→ **Work to complete**:
Print each line of the listing once more, precisely as given.

================================

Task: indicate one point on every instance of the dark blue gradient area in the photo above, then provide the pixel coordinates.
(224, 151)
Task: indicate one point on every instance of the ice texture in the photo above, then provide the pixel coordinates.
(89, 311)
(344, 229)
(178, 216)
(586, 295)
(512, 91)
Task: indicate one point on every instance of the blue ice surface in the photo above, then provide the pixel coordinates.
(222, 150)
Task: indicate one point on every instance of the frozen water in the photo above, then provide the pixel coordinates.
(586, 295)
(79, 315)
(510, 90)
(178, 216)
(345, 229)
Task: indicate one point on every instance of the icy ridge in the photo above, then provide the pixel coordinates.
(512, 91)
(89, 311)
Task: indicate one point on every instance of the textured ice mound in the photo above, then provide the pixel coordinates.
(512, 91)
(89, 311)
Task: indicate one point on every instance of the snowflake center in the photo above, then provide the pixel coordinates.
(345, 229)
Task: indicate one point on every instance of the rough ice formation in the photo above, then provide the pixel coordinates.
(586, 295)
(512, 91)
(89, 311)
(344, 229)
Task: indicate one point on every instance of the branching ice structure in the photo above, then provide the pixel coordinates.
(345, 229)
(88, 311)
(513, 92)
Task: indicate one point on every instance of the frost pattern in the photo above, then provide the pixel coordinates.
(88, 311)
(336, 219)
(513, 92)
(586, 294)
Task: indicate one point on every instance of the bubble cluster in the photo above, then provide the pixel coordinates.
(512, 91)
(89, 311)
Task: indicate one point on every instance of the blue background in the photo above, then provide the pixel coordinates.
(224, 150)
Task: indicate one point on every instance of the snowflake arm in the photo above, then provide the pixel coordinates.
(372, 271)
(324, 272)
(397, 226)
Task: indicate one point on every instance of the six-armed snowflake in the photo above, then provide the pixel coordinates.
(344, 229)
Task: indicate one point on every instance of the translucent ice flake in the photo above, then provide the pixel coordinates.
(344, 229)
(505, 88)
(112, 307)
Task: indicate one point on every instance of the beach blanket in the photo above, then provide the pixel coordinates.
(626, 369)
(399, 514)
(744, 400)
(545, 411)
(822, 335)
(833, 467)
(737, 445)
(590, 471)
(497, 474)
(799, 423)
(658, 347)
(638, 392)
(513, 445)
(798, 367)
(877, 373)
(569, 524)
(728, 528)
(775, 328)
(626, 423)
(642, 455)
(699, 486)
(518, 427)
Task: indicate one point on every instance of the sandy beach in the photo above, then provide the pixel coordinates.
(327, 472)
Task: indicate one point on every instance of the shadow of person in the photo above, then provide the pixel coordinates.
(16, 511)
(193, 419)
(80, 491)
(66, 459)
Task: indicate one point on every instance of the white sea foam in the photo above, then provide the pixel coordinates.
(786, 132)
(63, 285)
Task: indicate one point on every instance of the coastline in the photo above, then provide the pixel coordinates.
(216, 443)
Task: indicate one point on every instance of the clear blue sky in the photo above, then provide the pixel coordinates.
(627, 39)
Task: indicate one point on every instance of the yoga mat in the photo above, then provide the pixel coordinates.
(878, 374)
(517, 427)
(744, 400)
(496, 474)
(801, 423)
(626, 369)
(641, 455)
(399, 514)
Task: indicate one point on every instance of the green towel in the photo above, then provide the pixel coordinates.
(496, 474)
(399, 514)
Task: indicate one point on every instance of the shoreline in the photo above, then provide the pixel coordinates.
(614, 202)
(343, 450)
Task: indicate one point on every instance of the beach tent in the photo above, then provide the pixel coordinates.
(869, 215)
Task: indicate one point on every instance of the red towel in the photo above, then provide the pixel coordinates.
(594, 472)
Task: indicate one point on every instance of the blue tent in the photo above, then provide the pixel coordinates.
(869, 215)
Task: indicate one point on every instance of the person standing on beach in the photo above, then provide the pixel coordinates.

================================

→ **Task output**:
Task: indicate one point on every instance of the dark blue gradient area in the photo above, then provide the pixel coordinates.
(224, 151)
Task: indicate one point on every instance of the ice texture in the photo above, then provide the pixel coordinates.
(89, 311)
(344, 229)
(178, 216)
(586, 295)
(512, 91)
Task: indicate one point on every instance of the blue ice surface in the photo above, then provide the pixel coordinates.
(222, 150)
Task: indicate one point on every instance of the frozen water in the photo above, then provide the pixel coordinates.
(586, 295)
(79, 315)
(510, 90)
(178, 216)
(345, 229)
Task: indicate one point on every instance of the icy ridge in the photo above, then provide the pixel coordinates.
(512, 91)
(89, 311)
Task: indicate one point on every instance of the textured ice mound in the photo above, then provide the pixel coordinates.
(512, 91)
(89, 311)
Task: indicate one point on every instance of the snowflake center in the photo above, then provide the pixel coordinates.
(345, 229)
Task: indicate one point on every instance of the rough ice formation in the photo above, then provide the pixel coordinates.
(586, 295)
(512, 91)
(89, 311)
(344, 229)
Task: indicate one point on every instance of the branching ice structure in the photo above, then provide the pixel coordinates.
(345, 229)
(88, 311)
(513, 92)
Task: indicate one point on every instance of the frost pattern in the photo above, then provide the pixel coordinates.
(88, 311)
(336, 219)
(513, 92)
(586, 294)
Task: indicate one point on every instance of the bubble cluster in the photo above, then provide the pixel coordinates.
(512, 91)
(89, 311)
Task: indicate one point on every instance of the blue background in the photo above, then provide the pixel coordinates.
(224, 150)
Task: indicate one point on every instance of the snowflake arm in the photo above, then provide the pixel coordinates.
(372, 271)
(324, 272)
(397, 226)
Task: indicate one point on every instance of the six-armed snowflake in the photo above, then provide the pixel coordinates.
(344, 229)
Task: indicate one point on every instance of the translucent ice flake in the photo above, then provide the pixel coordinates.
(344, 229)
(505, 88)
(112, 307)
Task: indicate one point on every instance of the beach blanket in the photo above, then provide the pixel coordinates.
(626, 369)
(399, 514)
(744, 400)
(545, 411)
(822, 335)
(833, 467)
(737, 445)
(590, 471)
(497, 474)
(799, 423)
(658, 347)
(638, 392)
(513, 445)
(798, 367)
(877, 373)
(569, 524)
(728, 528)
(775, 328)
(626, 423)
(642, 455)
(699, 486)
(518, 427)
Task: indicate one point on every instance of the sandy beach in the photo above, then provide the pixel coordinates.
(327, 472)
Task: indicate one point on every instance of the shadow of person in the photo above, then provide the pixel coordinates.
(16, 511)
(193, 419)
(80, 491)
(66, 459)
Task: indicate one point on every instance of the white sea foam in the photo above, then provide the pixel coordinates.
(786, 132)
(63, 285)
Task: indicate one point on every instance of the coastline in the photo above, then provide the pixel coordinates.
(216, 443)
Task: indicate one point on every instance of the clear blue sky in the photo above, then provide the pixel coordinates.
(627, 39)
Task: indicate one point on every instance of the yoga mat in the photo above, then provide the pixel coordinates.
(878, 374)
(517, 427)
(744, 400)
(496, 474)
(801, 423)
(626, 369)
(641, 455)
(399, 514)
Task: indicate one point on every instance of the green towel in the photo above, then provide the pixel coordinates.
(496, 474)
(399, 514)
Task: indicate one point on every instance of the shoreline in the photo above, then provide the pixel coordinates.
(614, 202)
(343, 450)
Task: indicate one point on every instance of the beach tent in the photo above, then provide the pixel coordinates.
(869, 215)
Task: indicate one point on every instance of the red towel in the photo above, then provide the pixel coordinates.
(594, 472)
Task: indicate one point on every instance of the blue tent in the photo above, then provide the pixel coordinates.
(869, 215)
Task: indicate one point on every instance of the person standing on beach in the photo above, then provide the pixel coordinates.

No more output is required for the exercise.